- What you will do -
Reproduce the data below verbatim from the line containing "Please identify the blue" through its final line, and produce nothing more.

Dataset excerpt
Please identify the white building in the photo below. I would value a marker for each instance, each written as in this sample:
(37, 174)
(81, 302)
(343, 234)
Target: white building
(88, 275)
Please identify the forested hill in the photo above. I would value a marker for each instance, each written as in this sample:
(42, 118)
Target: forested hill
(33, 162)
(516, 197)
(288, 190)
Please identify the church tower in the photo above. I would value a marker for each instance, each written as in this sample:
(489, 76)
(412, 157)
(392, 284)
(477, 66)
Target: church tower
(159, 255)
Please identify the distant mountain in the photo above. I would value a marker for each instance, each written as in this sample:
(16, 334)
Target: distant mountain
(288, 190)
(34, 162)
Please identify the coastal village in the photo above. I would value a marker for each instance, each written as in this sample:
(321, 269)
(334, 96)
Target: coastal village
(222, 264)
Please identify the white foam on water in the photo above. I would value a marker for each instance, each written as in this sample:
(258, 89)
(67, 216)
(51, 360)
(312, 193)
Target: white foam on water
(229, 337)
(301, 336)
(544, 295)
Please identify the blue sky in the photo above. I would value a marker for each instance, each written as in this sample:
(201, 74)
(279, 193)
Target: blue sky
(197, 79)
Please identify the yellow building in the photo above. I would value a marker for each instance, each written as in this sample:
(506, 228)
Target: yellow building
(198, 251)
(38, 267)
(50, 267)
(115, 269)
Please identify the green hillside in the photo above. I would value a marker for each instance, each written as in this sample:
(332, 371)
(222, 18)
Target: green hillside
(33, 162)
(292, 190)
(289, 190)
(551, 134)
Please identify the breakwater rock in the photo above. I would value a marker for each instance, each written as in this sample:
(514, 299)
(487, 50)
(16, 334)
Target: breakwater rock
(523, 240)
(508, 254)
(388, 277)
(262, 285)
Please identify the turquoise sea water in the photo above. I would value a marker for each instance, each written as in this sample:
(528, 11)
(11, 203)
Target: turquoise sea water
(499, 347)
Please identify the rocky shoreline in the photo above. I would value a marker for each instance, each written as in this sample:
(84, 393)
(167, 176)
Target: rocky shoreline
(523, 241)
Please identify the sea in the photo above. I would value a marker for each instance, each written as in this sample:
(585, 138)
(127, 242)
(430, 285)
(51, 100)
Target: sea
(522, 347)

- Complete response -
Please identify the blue sky in the photo above. I would value a marker for each instance, each written as in this sample:
(201, 74)
(279, 193)
Target: blue sky
(197, 79)
Please identify the yellow building in the photo above. I would value a marker for each instance, each written as in this sample:
(506, 228)
Target: yellow building
(198, 251)
(38, 267)
(50, 267)
(115, 269)
Please identify the green hillside in the photo above. I would value a marker for each instance, each written as in this sample:
(332, 371)
(222, 18)
Target: green hillside
(33, 162)
(292, 190)
(289, 190)
(551, 134)
Please identify the breakwater rock in the photo above. I would value a marker for each instance, each written as in this sample:
(514, 299)
(487, 50)
(16, 334)
Target: breakwater rock
(523, 240)
(508, 254)
(388, 277)
(262, 285)
Please identify the turquoise sea water in the photo above. I would value a marker for each instance, each written as in this sample:
(528, 11)
(11, 203)
Target: turquoise sea water
(499, 347)
Please identify the rocky shoreline in the photo above. I would value a marker for each instance, each written as in this sample:
(84, 393)
(167, 176)
Target: rocky shoreline
(523, 241)
Please identify the sea in the photo above. I would value a marker for each instance, each written as in this sample:
(585, 138)
(127, 242)
(430, 285)
(51, 100)
Target: sea
(522, 347)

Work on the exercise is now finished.